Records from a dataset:
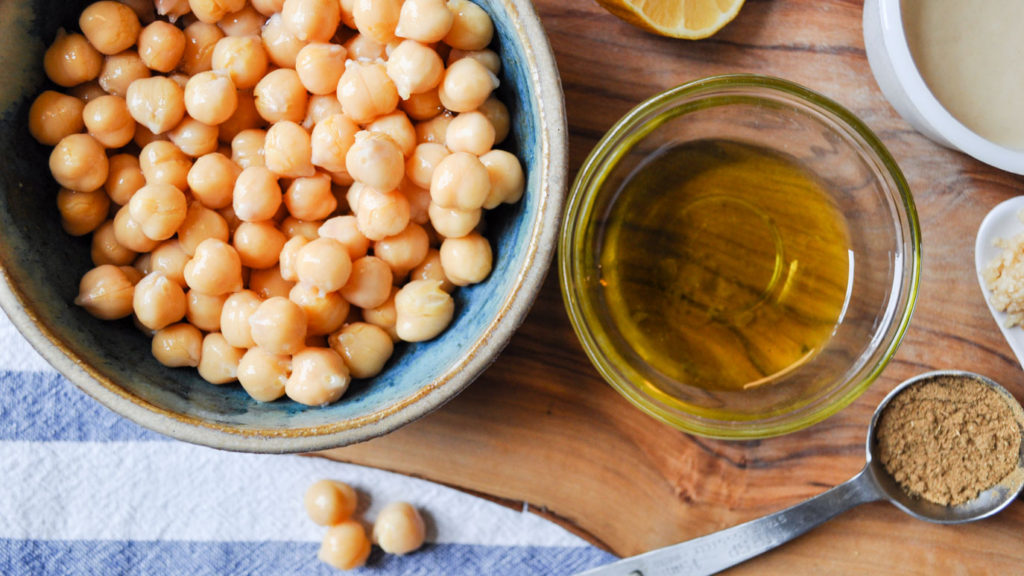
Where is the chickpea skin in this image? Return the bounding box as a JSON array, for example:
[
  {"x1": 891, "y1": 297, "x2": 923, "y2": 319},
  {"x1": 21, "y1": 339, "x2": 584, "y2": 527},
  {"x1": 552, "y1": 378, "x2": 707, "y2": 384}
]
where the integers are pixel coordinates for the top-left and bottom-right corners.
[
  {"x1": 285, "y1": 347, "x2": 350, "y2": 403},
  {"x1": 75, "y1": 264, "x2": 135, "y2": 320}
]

--

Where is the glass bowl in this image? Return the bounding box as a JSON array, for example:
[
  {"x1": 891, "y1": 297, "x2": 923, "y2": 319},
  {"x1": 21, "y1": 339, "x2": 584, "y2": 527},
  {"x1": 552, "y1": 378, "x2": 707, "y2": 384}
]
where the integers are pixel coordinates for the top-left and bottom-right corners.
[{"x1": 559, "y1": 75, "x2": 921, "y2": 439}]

---

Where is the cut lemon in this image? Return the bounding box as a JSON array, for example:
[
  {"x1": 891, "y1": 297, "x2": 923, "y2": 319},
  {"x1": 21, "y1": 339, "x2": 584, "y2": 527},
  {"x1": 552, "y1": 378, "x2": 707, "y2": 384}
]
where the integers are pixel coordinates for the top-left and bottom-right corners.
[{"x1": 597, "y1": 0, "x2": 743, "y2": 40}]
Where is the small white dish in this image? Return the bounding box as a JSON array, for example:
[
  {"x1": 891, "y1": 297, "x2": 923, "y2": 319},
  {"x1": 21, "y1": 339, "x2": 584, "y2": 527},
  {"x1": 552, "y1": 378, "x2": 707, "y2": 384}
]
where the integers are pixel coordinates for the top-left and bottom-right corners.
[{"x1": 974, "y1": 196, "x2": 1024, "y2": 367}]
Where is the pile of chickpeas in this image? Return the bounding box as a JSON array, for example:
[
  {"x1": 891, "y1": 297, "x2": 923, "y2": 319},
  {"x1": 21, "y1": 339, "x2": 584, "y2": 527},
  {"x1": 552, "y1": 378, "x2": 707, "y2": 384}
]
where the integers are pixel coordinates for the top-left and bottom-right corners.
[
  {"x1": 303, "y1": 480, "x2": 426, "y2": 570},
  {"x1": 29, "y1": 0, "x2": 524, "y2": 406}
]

• **EXERCISE**:
How many lines in the records contain the string "chickpeas"? Reply with the number alone.

• **ANSWER IN FULL**:
1